*Required work*:
Copy out the rows below, from the line holding "Your task is to find white tarpaulin" through the line holding "[339,212,452,286]", both included, without the pictures.

*Given entries*:
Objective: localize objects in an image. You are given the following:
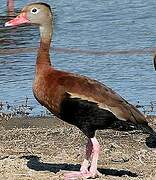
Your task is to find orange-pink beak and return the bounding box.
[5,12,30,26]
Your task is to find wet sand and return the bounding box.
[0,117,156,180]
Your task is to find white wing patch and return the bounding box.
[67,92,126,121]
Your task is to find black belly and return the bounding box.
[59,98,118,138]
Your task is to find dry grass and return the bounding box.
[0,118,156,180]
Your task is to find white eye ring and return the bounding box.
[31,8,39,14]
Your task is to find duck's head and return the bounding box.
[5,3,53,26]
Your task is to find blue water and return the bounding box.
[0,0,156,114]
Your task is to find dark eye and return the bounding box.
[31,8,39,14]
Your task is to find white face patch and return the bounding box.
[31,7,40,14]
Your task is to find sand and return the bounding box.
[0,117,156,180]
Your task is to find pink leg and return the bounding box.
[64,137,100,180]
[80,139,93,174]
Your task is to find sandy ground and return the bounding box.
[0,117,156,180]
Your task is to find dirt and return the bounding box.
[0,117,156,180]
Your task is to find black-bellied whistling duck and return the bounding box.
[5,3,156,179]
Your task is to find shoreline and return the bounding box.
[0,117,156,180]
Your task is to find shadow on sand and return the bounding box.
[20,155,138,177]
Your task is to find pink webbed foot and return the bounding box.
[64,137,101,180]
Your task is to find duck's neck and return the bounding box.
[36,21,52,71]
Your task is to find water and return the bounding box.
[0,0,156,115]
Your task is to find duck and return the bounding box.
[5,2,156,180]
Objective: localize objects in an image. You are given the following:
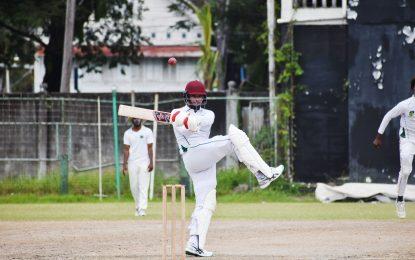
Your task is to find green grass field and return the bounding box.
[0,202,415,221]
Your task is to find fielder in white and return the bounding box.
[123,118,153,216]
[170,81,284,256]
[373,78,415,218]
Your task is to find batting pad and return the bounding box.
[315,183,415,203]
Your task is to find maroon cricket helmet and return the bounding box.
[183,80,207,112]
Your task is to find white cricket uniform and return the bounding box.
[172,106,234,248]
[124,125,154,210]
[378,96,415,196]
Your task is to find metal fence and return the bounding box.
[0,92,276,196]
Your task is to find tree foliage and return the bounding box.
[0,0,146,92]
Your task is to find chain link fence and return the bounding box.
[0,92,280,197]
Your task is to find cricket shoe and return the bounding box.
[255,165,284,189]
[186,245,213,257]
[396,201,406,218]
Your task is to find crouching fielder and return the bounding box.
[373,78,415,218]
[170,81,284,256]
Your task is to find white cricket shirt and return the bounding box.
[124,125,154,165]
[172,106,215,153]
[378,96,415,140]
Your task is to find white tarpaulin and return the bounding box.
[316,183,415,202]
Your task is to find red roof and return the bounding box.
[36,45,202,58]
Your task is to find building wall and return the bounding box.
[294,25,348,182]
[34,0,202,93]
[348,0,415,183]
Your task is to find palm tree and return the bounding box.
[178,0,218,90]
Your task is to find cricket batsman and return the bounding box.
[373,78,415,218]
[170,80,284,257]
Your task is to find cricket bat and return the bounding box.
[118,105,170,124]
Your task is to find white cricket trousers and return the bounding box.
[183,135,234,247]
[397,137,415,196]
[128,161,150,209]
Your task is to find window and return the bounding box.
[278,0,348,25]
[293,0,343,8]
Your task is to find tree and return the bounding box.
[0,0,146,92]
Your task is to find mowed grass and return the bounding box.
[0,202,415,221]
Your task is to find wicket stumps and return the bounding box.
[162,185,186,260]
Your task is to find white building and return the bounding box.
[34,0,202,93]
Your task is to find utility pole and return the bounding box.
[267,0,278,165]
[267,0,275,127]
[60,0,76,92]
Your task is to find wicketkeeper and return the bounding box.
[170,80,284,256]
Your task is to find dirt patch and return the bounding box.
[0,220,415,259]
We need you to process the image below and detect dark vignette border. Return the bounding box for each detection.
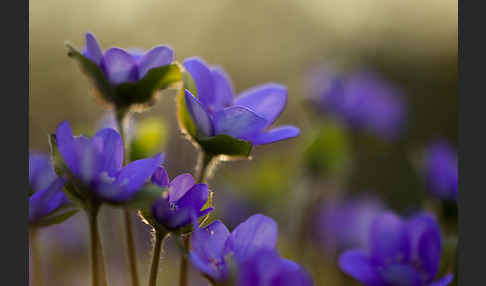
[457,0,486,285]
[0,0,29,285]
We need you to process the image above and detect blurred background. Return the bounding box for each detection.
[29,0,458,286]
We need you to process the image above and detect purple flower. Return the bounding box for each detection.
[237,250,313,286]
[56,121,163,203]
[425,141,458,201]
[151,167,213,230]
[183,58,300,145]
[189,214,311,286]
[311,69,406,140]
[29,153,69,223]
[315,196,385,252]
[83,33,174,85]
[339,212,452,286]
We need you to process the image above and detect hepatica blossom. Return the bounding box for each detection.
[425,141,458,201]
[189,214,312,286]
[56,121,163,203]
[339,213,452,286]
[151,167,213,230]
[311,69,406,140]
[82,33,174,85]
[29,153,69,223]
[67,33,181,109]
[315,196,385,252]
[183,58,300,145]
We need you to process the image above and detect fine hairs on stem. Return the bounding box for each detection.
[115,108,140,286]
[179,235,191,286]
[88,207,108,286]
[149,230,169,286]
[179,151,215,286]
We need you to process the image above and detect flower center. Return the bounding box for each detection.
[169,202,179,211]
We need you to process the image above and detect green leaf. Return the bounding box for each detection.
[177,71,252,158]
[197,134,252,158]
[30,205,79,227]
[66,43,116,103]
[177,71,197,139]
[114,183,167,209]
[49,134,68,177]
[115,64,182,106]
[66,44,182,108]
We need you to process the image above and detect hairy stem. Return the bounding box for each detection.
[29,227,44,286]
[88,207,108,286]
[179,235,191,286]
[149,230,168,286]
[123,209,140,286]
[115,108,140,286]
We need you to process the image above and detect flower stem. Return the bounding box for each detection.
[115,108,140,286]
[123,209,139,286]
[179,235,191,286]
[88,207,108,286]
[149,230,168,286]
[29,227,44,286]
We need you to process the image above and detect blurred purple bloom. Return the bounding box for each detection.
--
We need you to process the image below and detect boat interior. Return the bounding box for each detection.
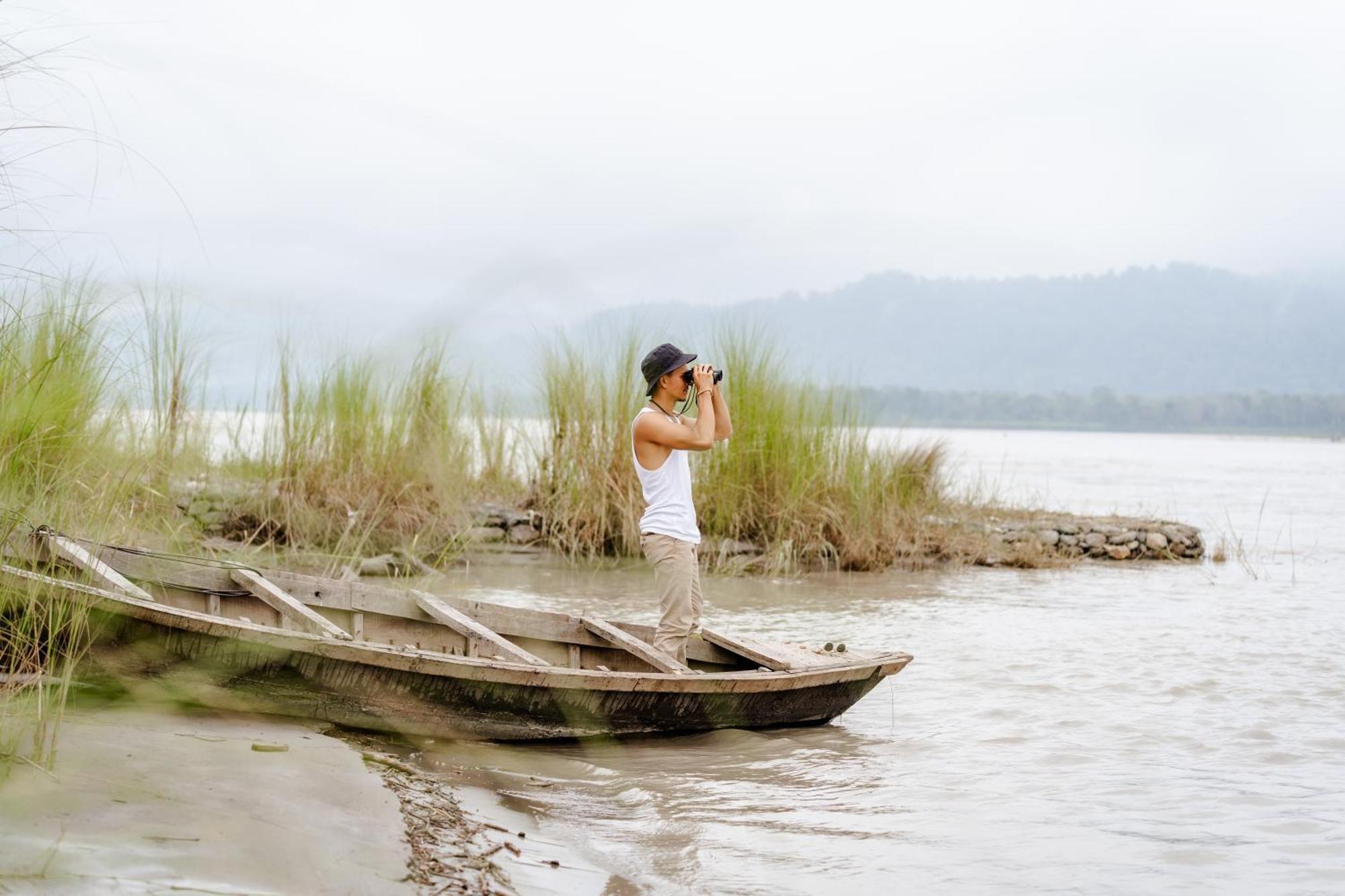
==
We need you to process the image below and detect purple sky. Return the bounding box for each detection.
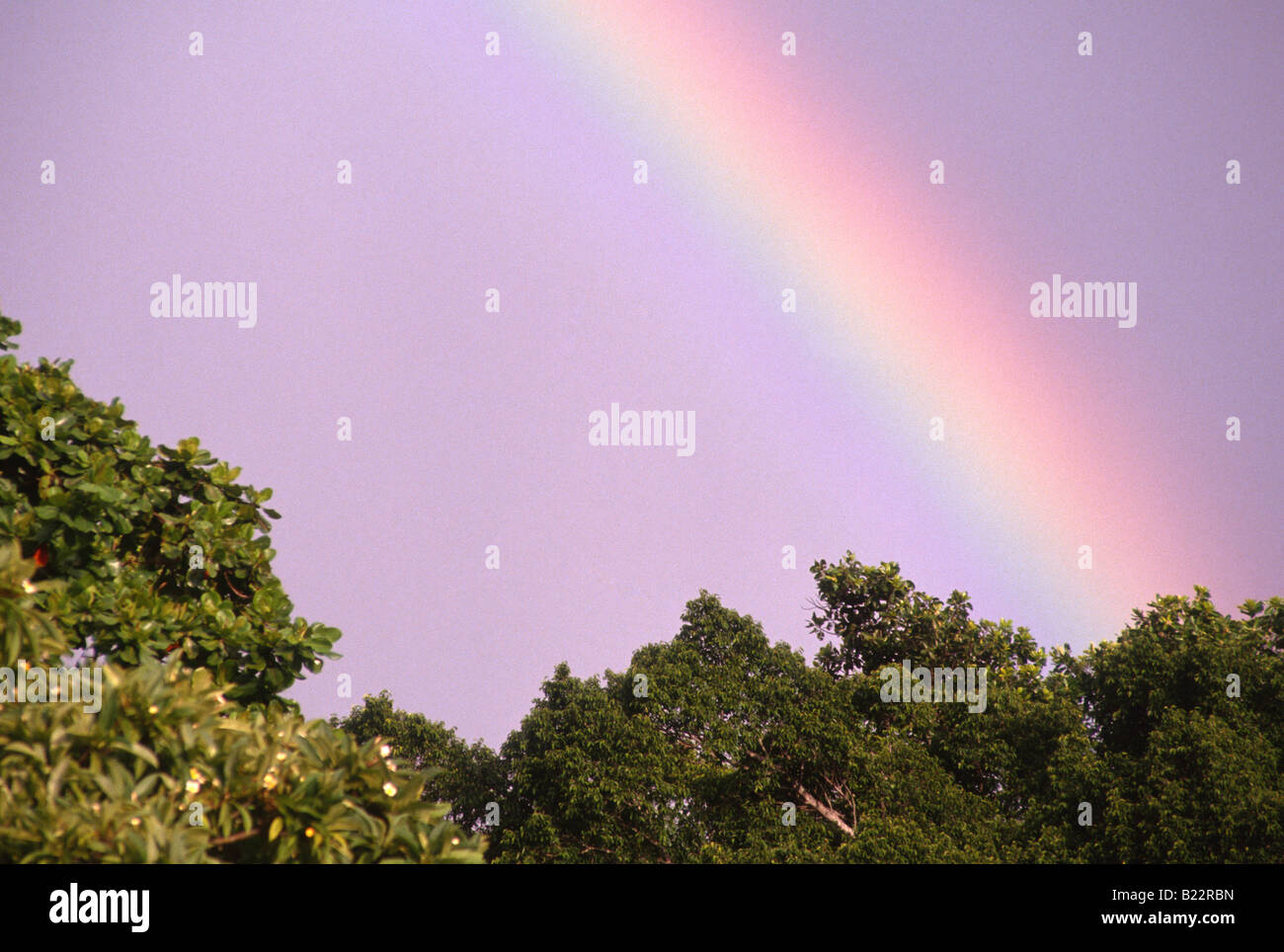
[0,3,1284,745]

*Finished task*:
Your task is to find white tarpaulin and return the bounding box.
[316,183,415,202]
Your task is to find red roof and return the bounding box.
[36,45,202,58]
Your task is to find building wall and return the bounding box.
[294,25,348,182]
[34,0,202,93]
[348,0,415,183]
Your task is to find palm tree and return the bounding box.
[178,0,218,90]
Your task is to find cricket batsman and return the bounding box.
[373,78,415,218]
[170,80,284,257]
Your task is to find cricket bat and return the bounding box.
[118,105,170,124]
Your task is to find white cricket trousers and return the bounding box.
[183,135,234,247]
[397,137,415,196]
[128,161,150,209]
Your task is to find window and return the bounding box.
[278,0,348,25]
[293,0,343,8]
Your task is to find tree and return the bounding box.
[0,0,146,92]
Your task is to find mowed grass and return the bounding box.
[0,202,415,221]
Your task is to find wicket stumps and return the bounding box.
[162,185,186,260]
Your task is to find white building and return the bounding box.
[34,0,202,93]
Your task is to find utility pole and return the bounding box.
[267,0,278,165]
[267,0,275,127]
[60,0,76,92]
Your task is to find wicketkeeper and return the bounding box.
[170,80,284,256]
Your task is to find dirt patch and return the bounding box.
[0,220,415,259]
We need you to process the image below and detect dark vignette border. Return the bounding box for each detection.
[457,0,486,285]
[0,0,29,285]
We need you to process the image above and detect blurred background. Return the bounding box for each detection.
[29,0,458,286]
We need you to process the image above and detect purple flower. Return the bounding box for each detection.
[237,250,313,286]
[56,121,163,203]
[425,141,458,201]
[151,167,213,230]
[183,58,300,145]
[189,214,311,286]
[311,69,406,140]
[29,153,69,223]
[315,196,385,252]
[83,33,174,85]
[339,212,452,286]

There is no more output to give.